### Fragmento para leer
━━━
Crespo propone el nombre de Juan Orol para una de las calles de Lalín

La Voz LA VOZ | LALÍN

DEZA

MARCOS MÍGUEZ

La localidad rindió ayer homenaje al cineasta de Santiso afincado en México La viuda del artista y el historiador Eduardo de la Vega destacan su papel en la cinematografía

13 nov 2002 . Actualizado a las 06:00 h.

A Lalín rindió homenaje ayer a Juan Orol, cineasta afincado en México y nacido en Santiso. Su casa natal cuenta desde ayer con una placa que da cuenta del hecho. Además, el alcalde Xosé Crespo señaló que en el nuevo callejero que se estudia para la localidad el grupo de gobierno propondrá dar el nombre de Juan Orol a una de las calles del municipio. Crespo realizó este anuncio ante la viuda del cineasta, Dinorah Judith, y sobrinos de Orol, así como el historiador mexicano Eduardo de la Vega, Manuel González y Manuel Areán. A estos dos últimos agradecieron tanto Crespo como el edil de Cultura Román Rodríguez su tesón en demostrar los orígenes lalinenses de Juan Orol. Eduardo de la Vega, historiador de la Universidad de Guadalajara, destacó la importancia de Orol como productor y realizador de los primeros éxitos del cine sonoro mexicano, que permitieron la consolidación de aquella industria. De la Vega consideró «no sólo justo sino necesario que Orol regrese a Galicia, a Lalín» con un ciclo de películas y homenajes. En su estudio «Juan Orol, un galego no cine mexicano», Eduardo de la Vega se refiere a su etapa de 1946 a 1955, con películas «de pouco investimento ó tempo que estaban destinadas para o consumo estrictamente popular». Añade que esta etapa «é pródiga en exemplos dese cine imitativo que, pese a todo, vai desenvolvendo coma no insólito caso de Ed Wood -maxistralmente presentado na cinta homónima de Tim Burton-, un estilo persoal, propio». La biografía de Orol, al que algunos críticos llaman «el Ed Wood mexicano», es también de película. Emigrante a La Habana, fue mecánico, corredor de automóviles, jugador de béisbol, boxeador y actor de teatro. En México, intentó hacer carrera como torero, policía secreto y director artístico y publicista de radio, modo en que contactó con el mundo del celuloide. El inesperado éxito de su primera película, Sagrario (1933), le permitió asentarse en la incipiente cinematografía mexicana, donde abarcó todos los campos: de director a actor, guionista, o productor. Con una visión personal y cercana al gran público, según su propia opinión.
━━━
### Material proporcionado

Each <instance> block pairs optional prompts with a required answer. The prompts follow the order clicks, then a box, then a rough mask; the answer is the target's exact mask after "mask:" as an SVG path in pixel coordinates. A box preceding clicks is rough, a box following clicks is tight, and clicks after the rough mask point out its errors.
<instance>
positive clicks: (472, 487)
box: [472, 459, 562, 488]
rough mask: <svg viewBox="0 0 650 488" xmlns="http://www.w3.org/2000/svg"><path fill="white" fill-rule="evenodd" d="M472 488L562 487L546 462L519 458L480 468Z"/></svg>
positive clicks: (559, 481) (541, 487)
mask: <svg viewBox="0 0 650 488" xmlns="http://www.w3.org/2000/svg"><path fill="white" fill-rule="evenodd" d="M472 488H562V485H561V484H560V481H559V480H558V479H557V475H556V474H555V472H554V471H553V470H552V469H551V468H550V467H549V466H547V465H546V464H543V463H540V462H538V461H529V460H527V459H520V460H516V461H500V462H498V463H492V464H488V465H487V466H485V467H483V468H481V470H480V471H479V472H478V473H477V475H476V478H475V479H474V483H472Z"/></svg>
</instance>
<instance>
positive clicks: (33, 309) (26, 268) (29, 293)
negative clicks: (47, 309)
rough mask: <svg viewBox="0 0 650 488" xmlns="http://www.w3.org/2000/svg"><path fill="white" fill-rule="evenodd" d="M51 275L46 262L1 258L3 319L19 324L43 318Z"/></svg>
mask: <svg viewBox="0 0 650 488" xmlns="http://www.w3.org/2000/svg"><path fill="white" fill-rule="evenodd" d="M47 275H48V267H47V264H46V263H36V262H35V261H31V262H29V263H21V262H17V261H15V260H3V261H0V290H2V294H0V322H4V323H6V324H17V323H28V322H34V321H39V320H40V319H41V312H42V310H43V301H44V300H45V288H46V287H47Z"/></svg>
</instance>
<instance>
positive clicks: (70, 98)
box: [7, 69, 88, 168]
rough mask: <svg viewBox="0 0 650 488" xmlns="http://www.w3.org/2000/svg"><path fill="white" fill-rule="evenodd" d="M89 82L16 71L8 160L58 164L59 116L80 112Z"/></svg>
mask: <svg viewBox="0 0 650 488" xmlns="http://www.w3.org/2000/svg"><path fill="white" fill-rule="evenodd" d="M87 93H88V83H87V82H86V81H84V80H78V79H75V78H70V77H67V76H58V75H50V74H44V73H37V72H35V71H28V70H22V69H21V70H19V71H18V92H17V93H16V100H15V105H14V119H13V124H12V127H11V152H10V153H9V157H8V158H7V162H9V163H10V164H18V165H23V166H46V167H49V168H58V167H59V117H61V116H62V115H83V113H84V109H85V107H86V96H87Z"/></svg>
━━━
### Qué harás
1. Devuelve sin cambios el pasaje de la noticia sobre Juan Orol que arranca en las palabras «La localidad rindió» y termina después de «las 06:00 h.».
2. En la noticia sobre Juan Orol aparece la oración «Su casa natal cuenta desde ayer con una placa que da cuenta del hecho.». Tradúcela al inglés.

### Respuestas por tarea
1.
La localidad rindió ayer homenaje al cineasta de Santiso afincado en México La viuda del artista y el historiador Eduardo de la Vega destacan su papel en la cinematografía

13 nov 2002 . Actualizado a las 06:00 h.

2. Since yesterday, his birthplace has had a plaque that records the fact.